Zeitsprung ins Jahr 2024: Wir leben in einer komplexen und chaotischen Welt. Die Kybernetik hat schon vor Jahrzehnten beschrieben, dass sich diese Komplexität nicht mehr top down managen lässt. Organisations-Entwickler und Berater beschreiben, was es braucht: mehr Selbstorganisation, Agilität und dezentrale Entscheidungen. Eine Fehlerkultur, damit Mitarbeiter bereit sind, Rückschläge sportlich zu nehmen. Und ein Growth Mindset, um zu wachsen und lebenslang zu lernen!

Motiviert durch die Erkenntnisse von dynamischen Start-up-Pionieren und New-Work-Vordenkern wie Frédéric Laloux (Autor des Grundlagenwerks für selbst organisiertes Arbeiten) fordern Führungskräfte ihre Mitarbeiter auf: Legt los! Habt keine Angst! Riskiert was! Nutzt eure Spielräume! Seid mutig! Sagt, was Ihr denkt! Bitte, bitte: Macht einfach, Ihr wisst doch am besten, was in euren Positionen das Richtige ist!

Und was passiert? Das Gleiche wie bei Seligmans Hunden: nichts! Natürlich nicht überall und immer. Aber je größer die Organisation und je länger die Mitarbeiter dabei sind, desto wahrscheinlicher ist es, dass alles bleibt, wie es ist. Unternehmer wundern sich, warum die „befreiten“ Mitarbeiter „nicht wollen“. Aber das Experiment von Seligman zeigt, dass die Hypothese vom „nicht wollen“ falsch ist.

„Klassiker“ der Führungsrhetorik

Erinnern wir uns an ein paar Schmankerl der destruktiven Parolen und Killerphrasen, mit denen immer wieder Gespräche in Unternehmen beendet und Entscheidungen begründet werden.

Hier meine spontanen Top 10:

1. Ober sticht Unter.

2. So ist das halt bei uns.

3. Das haben wir schon immer so gemacht.

4. Die Anweisung kommt von oben, da kann man halt nichts machen.

5. Wir sind hier nicht bei „Wünsch dir was“, wir sind hier bei „So isses“!

6. Sie kennen ja die drei Alternativen: Love it, leave it, change it!

7. Wenn es Ihnen nicht passt, können Sie ja gehen.

8. Warum ich das mache? Weil ich es kann!

9. So sind halt die Regeln, wer lesen kann, ist klar im Vorteil!

10. Sie sollen nicht denken und fragen, Sie sollen machen!

• _Aufgabe_
Können Sie den Text über Killerphrasen in der Führungsrhetorik im Anschluss an die zehnte Parole fortsetzen?

• _Gegebene Daten_
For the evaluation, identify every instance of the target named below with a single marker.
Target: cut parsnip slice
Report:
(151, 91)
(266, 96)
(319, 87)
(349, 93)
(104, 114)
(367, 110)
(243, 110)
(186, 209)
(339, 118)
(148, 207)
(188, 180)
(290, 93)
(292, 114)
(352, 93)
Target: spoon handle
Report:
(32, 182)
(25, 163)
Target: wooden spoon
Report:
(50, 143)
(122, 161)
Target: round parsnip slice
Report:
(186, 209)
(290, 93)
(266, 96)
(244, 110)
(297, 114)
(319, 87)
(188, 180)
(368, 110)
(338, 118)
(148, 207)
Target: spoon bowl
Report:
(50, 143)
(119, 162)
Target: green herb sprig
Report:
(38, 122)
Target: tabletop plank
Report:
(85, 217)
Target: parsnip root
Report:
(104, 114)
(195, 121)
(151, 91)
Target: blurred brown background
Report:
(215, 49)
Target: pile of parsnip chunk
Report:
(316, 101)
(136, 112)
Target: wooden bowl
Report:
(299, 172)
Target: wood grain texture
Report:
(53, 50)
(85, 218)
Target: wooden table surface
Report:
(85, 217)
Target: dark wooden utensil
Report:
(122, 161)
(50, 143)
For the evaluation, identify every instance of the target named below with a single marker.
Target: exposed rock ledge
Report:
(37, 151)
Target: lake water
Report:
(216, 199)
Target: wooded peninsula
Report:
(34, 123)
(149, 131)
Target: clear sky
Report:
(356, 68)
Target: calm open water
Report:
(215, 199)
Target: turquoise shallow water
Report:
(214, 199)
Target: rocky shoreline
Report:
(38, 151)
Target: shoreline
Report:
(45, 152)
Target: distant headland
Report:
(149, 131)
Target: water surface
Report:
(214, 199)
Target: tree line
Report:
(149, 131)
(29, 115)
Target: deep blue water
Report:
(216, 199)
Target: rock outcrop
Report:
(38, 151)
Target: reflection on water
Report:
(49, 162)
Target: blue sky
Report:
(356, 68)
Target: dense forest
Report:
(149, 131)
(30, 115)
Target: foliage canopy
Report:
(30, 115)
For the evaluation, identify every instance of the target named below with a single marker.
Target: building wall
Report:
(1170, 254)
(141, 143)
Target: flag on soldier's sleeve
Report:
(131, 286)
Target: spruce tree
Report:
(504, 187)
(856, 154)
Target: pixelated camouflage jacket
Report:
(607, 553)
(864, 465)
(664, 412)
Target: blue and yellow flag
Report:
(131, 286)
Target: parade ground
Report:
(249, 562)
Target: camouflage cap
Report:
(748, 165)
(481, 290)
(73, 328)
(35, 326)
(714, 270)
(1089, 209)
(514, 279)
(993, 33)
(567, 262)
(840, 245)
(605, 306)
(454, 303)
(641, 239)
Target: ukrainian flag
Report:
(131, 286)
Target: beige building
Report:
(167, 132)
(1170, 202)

• _Lösung_
Aussagen wie diese sind verbale Stromschläge für Mitarbeiter und drücken diese nach und nach in die erlernte Hilflosigkeit. Je nachdem, wo die Mitarbeiter in diesem Prozess stehen, versuchen sie noch, sich zu wehren, zu diskutieren oder kritische Fragen zu stellen, schließlich zieht der Zynismus ein.

Es folgen Dienst nach Vorschrift und innere Kündigung. Fremdgesteuert und ohne freie Gestaltungs-Möglichkeiten werden Mitarbeiter häufiger krank, auch das Burnout-Risiko steigt. Einige mobilisieren die letzten Kräfte oder erhalten Hilfe und bewerben sich weg. Schon lange ist bekannt: Vorgesetzte nehmen ihre Fluktuations- und Krankenquoten mit.

Die Kraft der Worte

Neurobiologen haben herausgefunden, dass nicht etwa unsere Gene darüber entscheiden, wie sich unser Leben entwickelt, sondern dass überwiegend das Umfeld entscheidet, welche Teile unserer Gensequenz aktiviert werden. Diese formen die Vorlage, aus denen unser Körper dann Aminosäuren bildet, die als Hormone und andere Botenstoffe unser Gemüt, die Entwicklung unserer Organe und unsere Gesundheit bestimmen. Das psychosoziale Milieu, in dem wir uns befinden, entscheidet, ob wir krank werden oder aufblühen.

Die Kommunikation von Bezugspersonen, wie es Führungskräfte sind, wirkt also nicht nur psychologisch auf die erlernte Hilflosigkeit, sondern auch auf die Gen-Expression und das hormonelle Niveau der Mitarbeiter. Eine frühere Vorgesetzte sagte mir einmal, sie sei eigentlich eine Feelgood-Managerin, die einfach darauf achtet, dass das Klima gut ist und sich alle wohlfühlen. Damit hatte sie den wesentlichen Aspekt von Führung getroffen.

Eine McKinsey-Studie von 2021 zeigt, dass von über zwanzig Kündigungs-Gründen die beiden bedeutendsten „mangelnde Wertschätzung durch die Organisation“ und „mangelnde Wertschätzung durch die Führungskraft“ sind. Tragisch: Die Unternehmen unterschätzen diese beiden Einflüsse total. Sie verorteten sie auf den Plätzen 11 und 18!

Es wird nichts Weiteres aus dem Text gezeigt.